WHAT IS NEEDED> Filter the rows below and copy out every line that contains the word "stadium". Matching is case-sensitive.
### RECORD SET ###
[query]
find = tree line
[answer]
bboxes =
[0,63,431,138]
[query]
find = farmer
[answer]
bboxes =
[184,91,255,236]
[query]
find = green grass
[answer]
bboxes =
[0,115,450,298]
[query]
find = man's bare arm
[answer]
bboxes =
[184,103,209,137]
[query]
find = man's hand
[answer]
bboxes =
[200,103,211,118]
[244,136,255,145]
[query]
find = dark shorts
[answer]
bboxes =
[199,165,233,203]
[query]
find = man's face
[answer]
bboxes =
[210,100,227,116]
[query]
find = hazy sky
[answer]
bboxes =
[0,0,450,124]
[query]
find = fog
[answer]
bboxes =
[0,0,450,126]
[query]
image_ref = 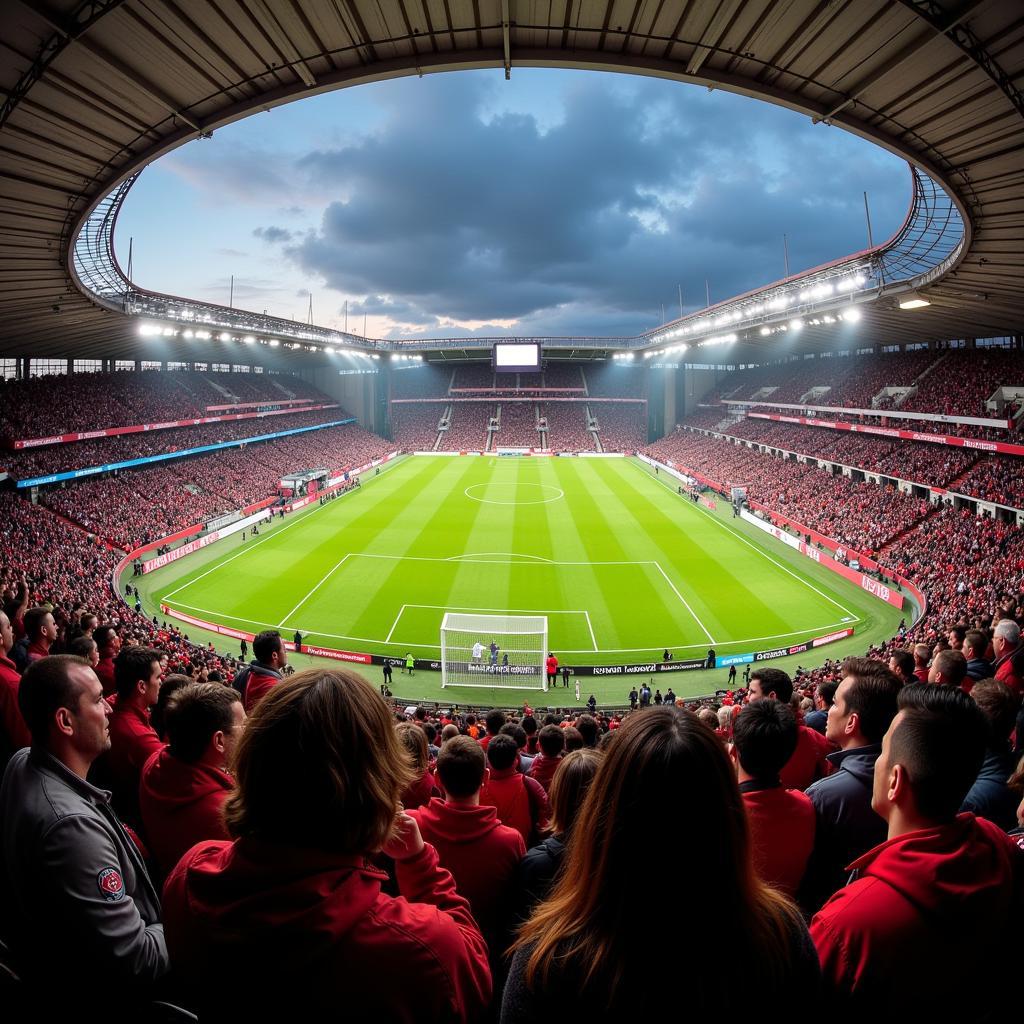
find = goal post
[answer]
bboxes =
[441,611,548,690]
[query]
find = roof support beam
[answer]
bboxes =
[813,0,985,124]
[24,4,205,135]
[502,0,512,81]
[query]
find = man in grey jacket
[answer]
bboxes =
[0,655,168,1002]
[800,657,903,910]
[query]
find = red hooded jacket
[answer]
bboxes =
[409,797,526,936]
[138,746,234,874]
[779,725,836,792]
[811,814,1022,1021]
[480,762,551,846]
[526,753,562,793]
[739,782,816,897]
[0,647,32,756]
[164,839,492,1024]
[100,700,164,825]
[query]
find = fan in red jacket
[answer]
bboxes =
[164,668,492,1024]
[526,725,565,793]
[409,736,526,952]
[0,611,32,772]
[811,684,1022,1022]
[992,618,1024,699]
[139,683,246,874]
[97,646,164,826]
[731,698,815,898]
[480,734,551,847]
[746,669,833,791]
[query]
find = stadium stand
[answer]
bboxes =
[541,401,594,452]
[494,401,541,447]
[0,370,333,438]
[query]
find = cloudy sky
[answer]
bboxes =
[118,69,910,337]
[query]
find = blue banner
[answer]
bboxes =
[17,416,355,487]
[715,654,754,669]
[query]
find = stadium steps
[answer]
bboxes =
[39,502,127,553]
[874,505,941,565]
[913,351,949,387]
[268,377,295,398]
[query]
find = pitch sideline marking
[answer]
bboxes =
[278,552,351,626]
[654,562,717,645]
[165,601,863,654]
[443,551,555,565]
[157,459,395,602]
[384,604,409,643]
[633,462,860,622]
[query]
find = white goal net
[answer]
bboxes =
[441,611,548,690]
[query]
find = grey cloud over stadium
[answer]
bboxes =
[195,74,909,335]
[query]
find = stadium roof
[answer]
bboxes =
[0,0,1024,358]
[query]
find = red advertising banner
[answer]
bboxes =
[160,604,373,665]
[7,402,338,451]
[746,413,1024,461]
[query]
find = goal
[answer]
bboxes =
[441,611,548,690]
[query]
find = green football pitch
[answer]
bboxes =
[143,456,900,702]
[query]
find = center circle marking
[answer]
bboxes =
[464,482,565,505]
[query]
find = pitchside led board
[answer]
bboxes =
[490,341,541,374]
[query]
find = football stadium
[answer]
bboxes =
[0,0,1024,1024]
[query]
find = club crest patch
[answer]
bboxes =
[96,867,125,903]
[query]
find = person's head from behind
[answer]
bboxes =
###
PROBLEM SOLUTION>
find = stadium stand
find = stadium steps
find = grey cloud over stadium
find = stadium roof
find = football stadium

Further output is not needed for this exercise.